-- Extracted text follows --

API Key Configuration

In [2]:
import os
from getpass import getpass

print("=" * 50)
print("API KEY CONFIGURATION")
print("=" * 50)
print("\nGet free API keys from:")
print("- OpenRouter: https://openrouter.ai/keys")
print("- HuggingFace: https://huggingface.co/settings/tokens")
print()

OPENROUTER_API_KEY = getpass("Enter your OpenRouter API Key: ")
HUGGINGFACE_API_KEY = getpass("Enter your HuggingFace API Key: ")

os.environ["OPENROUTER_API_KEY"] = OPENROUTER_API_KEY
os.environ["HUGGINGFACE_API_KEY"] = HUGGINGFACE_API_KEY

print("\n✅ API Keys configured successfully!")

API KEY CONFIGURATION

Get free API keys from:
- OpenRouter: https://openrouter.ai/keys
- HuggingFace: https://huggingface.co/settings/tokens

Enter your OpenRouter API Key: ··········
Enter your HuggingFace API Key: ··········

✅ API Keys configured successfully!


## 📁 Create Project Structure

We'll create all necessary files for our RAG application.

In [3]:
import os

project_dir = "/content/rag_chatbot"
os.makedirs(project_dir, exist_ok=True)
os.makedirs(f"{project_dir}/data", exist_ok=True)
os.makedirs(f"{project_dir}/vectorstore", exist_ok=True)

print(f"✅ Project directory created at: {project_dir}")

✅ Project directory created at: /content/rag_chatbot


## ⚙️ Configuration File

This file contains all configuration settings for the RAG system.

In [5]:
%%writefile /content/rag_chatbot/config.py
import os

class Config:
    OPENROUTER_API_KEY = os.environ.get("OPENROUTER_API_KEY", "")
    OPENROUTER_BASE_URL = "https://openrouter.ai/api/v1"

    AVAILABLE_MODELS = {
        "Llama 3.1 8B": "meta-llama/llama-3.1-8b-instruct:free",
        "Gemma 3 27B": "google/gemma-3-27b-it:free",
        "Mistral 7B": "mistralai/mistral-7b-instruct:free",
    }
    DEFAULT_MODEL = "google/gemma-3-27b-it:free"

    EMBEDDING_MODEL = "sentence-transformers/all-MiniLM-L6-v2"
    VECTORSTORE_PATH = "/content/rag_chatbot/vectorstore"
    COLLECTION_NAME = "documents"

-- Extracted text concluded --

### [What you should do]
Repeat word for word the part of the RAG chatbot setup text that begins at the words "## 📁 Create" and stops after "os.makedirs(project_dir, exist_ok=True)". Work only from the RAG chatbot setup text.

-- Records shown follows --

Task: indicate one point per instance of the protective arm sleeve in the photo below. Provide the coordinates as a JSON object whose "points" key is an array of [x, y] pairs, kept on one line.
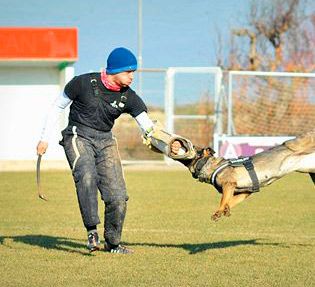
{"points": [[58, 106]]}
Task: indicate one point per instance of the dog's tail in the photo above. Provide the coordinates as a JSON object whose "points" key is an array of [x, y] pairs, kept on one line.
{"points": [[312, 177], [302, 144]]}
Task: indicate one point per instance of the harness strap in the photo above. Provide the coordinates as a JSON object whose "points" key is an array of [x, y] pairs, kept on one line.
{"points": [[252, 173], [248, 164]]}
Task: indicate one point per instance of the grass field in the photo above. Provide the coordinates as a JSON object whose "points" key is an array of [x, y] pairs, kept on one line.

-- Records shown concluded --

### [Reply to the exercise]
## 📁 Create Project Structure

We'll create all necessary files for our RAG application.

In [3]:
import os

project_dir = "/content/rag_chatbot"
os.makedirs(project_dir, exist_ok=True)